Assignment: Every line of the listing must be repeated in the answer without alteration.

>>>>>

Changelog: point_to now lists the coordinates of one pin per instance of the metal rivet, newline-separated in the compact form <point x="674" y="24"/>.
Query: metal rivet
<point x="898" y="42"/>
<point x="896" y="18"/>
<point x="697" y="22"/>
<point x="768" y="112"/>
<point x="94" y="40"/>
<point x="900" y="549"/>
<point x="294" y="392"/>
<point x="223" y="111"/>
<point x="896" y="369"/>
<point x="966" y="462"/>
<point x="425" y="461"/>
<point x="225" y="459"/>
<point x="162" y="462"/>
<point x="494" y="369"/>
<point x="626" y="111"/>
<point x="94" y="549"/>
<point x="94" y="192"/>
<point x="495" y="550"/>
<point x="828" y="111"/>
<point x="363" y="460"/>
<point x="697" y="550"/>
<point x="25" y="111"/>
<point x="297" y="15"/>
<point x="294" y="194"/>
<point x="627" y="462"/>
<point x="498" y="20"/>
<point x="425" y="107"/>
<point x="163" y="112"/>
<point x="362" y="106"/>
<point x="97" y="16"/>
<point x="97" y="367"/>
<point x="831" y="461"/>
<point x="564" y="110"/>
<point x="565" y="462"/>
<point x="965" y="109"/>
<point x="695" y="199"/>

<<<<<

Answer box:
Changelog: point_to now lists the coordinates of one pin per instance of the metal rivet, newline-separated in the compact form <point x="674" y="24"/>.
Query: metal rivet
<point x="898" y="42"/>
<point x="896" y="18"/>
<point x="697" y="22"/>
<point x="768" y="112"/>
<point x="94" y="40"/>
<point x="900" y="549"/>
<point x="294" y="392"/>
<point x="223" y="111"/>
<point x="896" y="369"/>
<point x="966" y="462"/>
<point x="425" y="461"/>
<point x="225" y="459"/>
<point x="162" y="462"/>
<point x="494" y="369"/>
<point x="626" y="111"/>
<point x="94" y="549"/>
<point x="94" y="192"/>
<point x="495" y="550"/>
<point x="828" y="111"/>
<point x="363" y="460"/>
<point x="697" y="550"/>
<point x="25" y="111"/>
<point x="297" y="15"/>
<point x="294" y="194"/>
<point x="627" y="462"/>
<point x="498" y="20"/>
<point x="425" y="107"/>
<point x="163" y="112"/>
<point x="362" y="106"/>
<point x="97" y="16"/>
<point x="97" y="367"/>
<point x="831" y="461"/>
<point x="564" y="110"/>
<point x="565" y="462"/>
<point x="965" y="109"/>
<point x="695" y="199"/>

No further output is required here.